### ROWS
============================================================

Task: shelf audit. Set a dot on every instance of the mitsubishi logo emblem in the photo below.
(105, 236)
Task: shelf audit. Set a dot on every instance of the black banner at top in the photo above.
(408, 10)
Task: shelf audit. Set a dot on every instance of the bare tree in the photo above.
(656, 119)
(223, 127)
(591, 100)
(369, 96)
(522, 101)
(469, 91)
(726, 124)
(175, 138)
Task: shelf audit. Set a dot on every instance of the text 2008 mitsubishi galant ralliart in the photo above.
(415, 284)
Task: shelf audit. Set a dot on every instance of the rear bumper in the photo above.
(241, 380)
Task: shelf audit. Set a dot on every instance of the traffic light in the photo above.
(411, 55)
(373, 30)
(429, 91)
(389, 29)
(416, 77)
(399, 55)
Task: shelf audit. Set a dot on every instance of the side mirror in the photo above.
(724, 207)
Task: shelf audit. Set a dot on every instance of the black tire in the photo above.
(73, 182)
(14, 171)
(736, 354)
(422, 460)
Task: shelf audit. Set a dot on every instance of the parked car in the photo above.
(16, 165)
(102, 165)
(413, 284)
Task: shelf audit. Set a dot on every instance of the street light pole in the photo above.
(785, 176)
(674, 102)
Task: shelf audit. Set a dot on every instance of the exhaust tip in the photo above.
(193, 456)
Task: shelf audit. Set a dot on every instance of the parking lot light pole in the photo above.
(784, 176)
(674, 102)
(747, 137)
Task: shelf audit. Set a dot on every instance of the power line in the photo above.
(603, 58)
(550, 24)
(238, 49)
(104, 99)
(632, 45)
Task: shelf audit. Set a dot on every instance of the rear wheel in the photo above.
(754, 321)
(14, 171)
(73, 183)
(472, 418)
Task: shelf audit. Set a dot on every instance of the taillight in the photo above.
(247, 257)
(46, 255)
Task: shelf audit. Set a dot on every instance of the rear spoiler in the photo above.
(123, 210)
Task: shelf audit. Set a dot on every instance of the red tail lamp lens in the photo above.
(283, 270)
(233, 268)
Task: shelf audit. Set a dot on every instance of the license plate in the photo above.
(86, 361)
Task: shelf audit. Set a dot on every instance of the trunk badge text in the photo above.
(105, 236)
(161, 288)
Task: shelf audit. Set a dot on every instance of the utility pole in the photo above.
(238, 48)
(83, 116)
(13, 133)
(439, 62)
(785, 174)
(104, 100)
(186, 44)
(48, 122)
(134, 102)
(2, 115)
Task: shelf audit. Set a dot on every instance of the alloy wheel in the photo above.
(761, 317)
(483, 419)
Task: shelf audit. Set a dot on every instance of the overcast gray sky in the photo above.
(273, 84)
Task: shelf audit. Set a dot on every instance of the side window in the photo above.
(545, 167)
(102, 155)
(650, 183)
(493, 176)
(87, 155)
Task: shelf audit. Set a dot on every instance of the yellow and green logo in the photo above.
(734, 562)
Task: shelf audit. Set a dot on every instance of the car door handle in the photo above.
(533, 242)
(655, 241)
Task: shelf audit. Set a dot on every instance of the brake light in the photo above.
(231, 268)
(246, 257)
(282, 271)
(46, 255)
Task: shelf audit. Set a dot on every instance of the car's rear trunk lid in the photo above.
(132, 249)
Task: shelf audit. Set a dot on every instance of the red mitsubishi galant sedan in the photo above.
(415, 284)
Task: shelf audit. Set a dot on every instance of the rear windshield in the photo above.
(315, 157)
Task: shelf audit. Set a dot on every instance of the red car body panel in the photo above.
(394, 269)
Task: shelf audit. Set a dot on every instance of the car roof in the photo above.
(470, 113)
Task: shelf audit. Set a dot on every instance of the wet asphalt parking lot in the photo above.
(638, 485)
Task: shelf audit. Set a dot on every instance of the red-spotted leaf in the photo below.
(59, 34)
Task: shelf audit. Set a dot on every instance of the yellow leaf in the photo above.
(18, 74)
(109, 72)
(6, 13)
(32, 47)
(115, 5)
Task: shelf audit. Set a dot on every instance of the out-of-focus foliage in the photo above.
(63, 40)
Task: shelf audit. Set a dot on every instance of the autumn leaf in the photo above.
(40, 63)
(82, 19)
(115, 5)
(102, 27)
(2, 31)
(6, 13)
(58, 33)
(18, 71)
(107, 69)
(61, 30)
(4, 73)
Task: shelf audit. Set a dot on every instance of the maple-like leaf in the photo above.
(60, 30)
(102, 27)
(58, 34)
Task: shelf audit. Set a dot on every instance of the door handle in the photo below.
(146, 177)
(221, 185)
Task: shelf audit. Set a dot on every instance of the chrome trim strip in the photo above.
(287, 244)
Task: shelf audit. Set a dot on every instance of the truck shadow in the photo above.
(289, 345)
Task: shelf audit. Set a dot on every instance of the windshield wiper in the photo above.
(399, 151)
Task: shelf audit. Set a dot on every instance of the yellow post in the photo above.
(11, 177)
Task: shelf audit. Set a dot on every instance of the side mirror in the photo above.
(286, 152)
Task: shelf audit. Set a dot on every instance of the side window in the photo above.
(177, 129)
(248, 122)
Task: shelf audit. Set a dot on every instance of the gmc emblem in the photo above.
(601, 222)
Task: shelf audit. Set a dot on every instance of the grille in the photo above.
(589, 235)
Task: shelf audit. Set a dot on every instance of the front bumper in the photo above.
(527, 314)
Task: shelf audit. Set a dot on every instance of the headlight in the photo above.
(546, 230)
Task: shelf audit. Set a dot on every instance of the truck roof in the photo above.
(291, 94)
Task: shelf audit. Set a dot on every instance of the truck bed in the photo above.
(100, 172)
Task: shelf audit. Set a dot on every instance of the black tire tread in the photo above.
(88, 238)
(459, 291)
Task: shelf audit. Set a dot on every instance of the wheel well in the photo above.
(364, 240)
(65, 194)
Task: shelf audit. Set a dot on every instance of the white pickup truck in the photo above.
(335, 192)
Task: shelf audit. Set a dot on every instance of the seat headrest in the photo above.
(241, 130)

============================================================

### PROBLEM TO WORK ON
From the records above, extract every entry verbatim.

### THE COMPLETED TASK
Task: shelf audit. Set a dot on every instance of the mitsubishi logo emblem in the photo below.
(105, 236)
Task: shelf audit. Set a dot on every instance of the black banner at top in the photo above.
(408, 10)
Task: shelf audit. Set a dot on every instance of the bare tree in the photo above.
(656, 119)
(223, 127)
(591, 100)
(369, 96)
(522, 101)
(469, 91)
(726, 124)
(175, 138)
Task: shelf audit. Set a dot on every instance of the text 2008 mitsubishi galant ralliart in the photo above.
(415, 284)
Task: shelf audit. Set a dot on every instance of the rear bumper in the photo above.
(241, 380)
Task: shelf audit. Set a dot on every instance of the traffic light in the photo above.
(411, 55)
(373, 30)
(429, 91)
(389, 29)
(416, 77)
(399, 55)
Task: shelf audit. Set a dot on every instance of the side mirror in the photo above.
(724, 207)
Task: shelf audit. Set a dot on every instance of the black tire in the photo above.
(73, 182)
(14, 171)
(736, 354)
(422, 460)
Task: shelf audit. Set a dot on every instance of the parked car in the photo above.
(16, 165)
(102, 165)
(413, 284)
Task: shelf audit. Set a dot on every instance of the street light pole in the photo above.
(785, 176)
(674, 102)
Task: shelf audit. Set a dot on every instance of the exhaust tip in the photo above.
(193, 456)
Task: shelf audit. Set a dot on every instance of the parking lot light pole in the photo above.
(784, 176)
(674, 102)
(747, 137)
Task: shelf audit. Set a dot on every instance of the power line in the photo above.
(603, 58)
(550, 24)
(238, 49)
(104, 99)
(632, 45)
Task: shelf audit. Set a dot on every instance of the rear wheel in the photo above.
(754, 321)
(14, 171)
(73, 183)
(472, 418)
Task: shelf audit. Set a dot on every instance of the taillight in the photo above.
(247, 257)
(46, 255)
Task: shelf audit. Set a dot on every instance of the rear spoiler in the photo above.
(123, 210)
Task: shelf audit. Set a dot on every instance of the red tail lamp lens in the photo above.
(283, 270)
(233, 268)
Task: shelf audit. Set a dot on every instance of the license plate in the photo above.
(86, 361)
Task: shelf audit. Set a dot on every instance of the trunk badge text in the photo above.
(105, 236)
(161, 288)
Task: shelf audit. Set a dot on every instance of the utility pole in the photo above.
(238, 48)
(83, 116)
(13, 133)
(439, 62)
(785, 174)
(104, 100)
(186, 44)
(48, 122)
(134, 102)
(2, 115)
Task: shelf audit. Set a dot on every instance of the alloy wheel in the photo above.
(761, 317)
(483, 419)
Task: shelf audit. Set a dot on every instance of the overcast gray sky in the photo above.
(273, 84)
Task: shelf audit. Set a dot on every instance of the side window in the photo above.
(545, 167)
(102, 155)
(650, 183)
(493, 176)
(87, 155)
Task: shelf audit. Set a dot on every instance of the yellow and green logo in the photo above.
(734, 562)
Task: shelf audit. Set a dot on every instance of the car door handle in the photo above.
(533, 242)
(655, 241)
Task: shelf audit. Set a dot on every instance of the brake light in the photo above.
(231, 268)
(246, 257)
(282, 271)
(46, 255)
Task: shelf audit. Set a dot on every instance of the car's rear trunk lid in the photo above.
(132, 249)
Task: shelf audit. Set a dot on every instance of the red mitsubishi galant sedan in the photo above.
(415, 284)
Task: shelf audit. Set a dot on every instance of the rear windshield in the photo above.
(315, 157)
Task: shelf audit. Set a dot on every instance of the red car body panel in the photo above.
(394, 269)
Task: shelf audit. Set a dot on every instance of the car roof in the photo above.
(470, 113)
Task: shelf audit. Set a dot on every instance of the wet asphalt parking lot in the photo above.
(638, 485)
Task: shelf audit. Set a dot on every instance of the red-spotted leaf in the photo below.
(59, 34)
Task: shelf audit. Set a dot on every instance of the yellow leaf in the photo above.
(18, 74)
(109, 72)
(6, 13)
(32, 47)
(115, 5)
Task: shelf audit. Set a dot on every instance of the out-of-focus foliage in the photo above.
(63, 40)
Task: shelf audit. Set a dot on every instance of the autumn leaf in the photo above.
(40, 63)
(82, 19)
(115, 5)
(102, 27)
(2, 31)
(6, 13)
(58, 33)
(18, 71)
(107, 69)
(61, 30)
(4, 73)
Task: shelf audit. Set a dot on every instance of the maple-like leaf in the photo above.
(60, 30)
(102, 27)
(58, 34)
Task: shelf audit. Set a dot on every instance of the door handle in the photo below.
(146, 177)
(221, 185)
Task: shelf audit. Set a dot on every instance of the chrome trim strip in the photo above.
(287, 244)
Task: shelf audit. Set a dot on every instance of the truck shadow in the photo above.
(289, 345)
Task: shelf audit. Set a dot on every instance of the windshield wiper in the photo above.
(399, 151)
Task: shelf audit. Set a dot on every instance of the yellow post in the photo above.
(11, 177)
Task: shelf audit. Set a dot on every instance of the side mirror in the photo above.
(286, 152)
Task: shelf audit. Set a dot on every instance of the side window in the photo above.
(177, 129)
(248, 122)
Task: shelf audit. Set a dot on every instance of the gmc emblem in the photo above.
(601, 222)
Task: shelf audit. Set a dot on every instance of the grille in the photo above.
(589, 235)
Task: shelf audit. Set a dot on every instance of the front bumper in the photo above.
(527, 314)
Task: shelf audit. Set a dot on every instance of the headlight in the photo above.
(546, 230)
Task: shelf audit. Set a dot on every instance of the truck roof in the photo above.
(291, 94)
Task: shelf audit. Set a dot on every instance of the truck bed in the photo above.
(100, 172)
Task: shelf audit. Set a dot on every instance of the black tire tread in the photo above.
(88, 238)
(459, 291)
Task: shelf audit. Set a dot on every instance of the wheel well in the photo above.
(364, 240)
(65, 194)
Task: shelf audit. Set a dot on every instance of the white pickup truck in the photo above.
(335, 192)
Task: shelf audit. Set a dot on every instance of the seat headrest in the photo above.
(241, 130)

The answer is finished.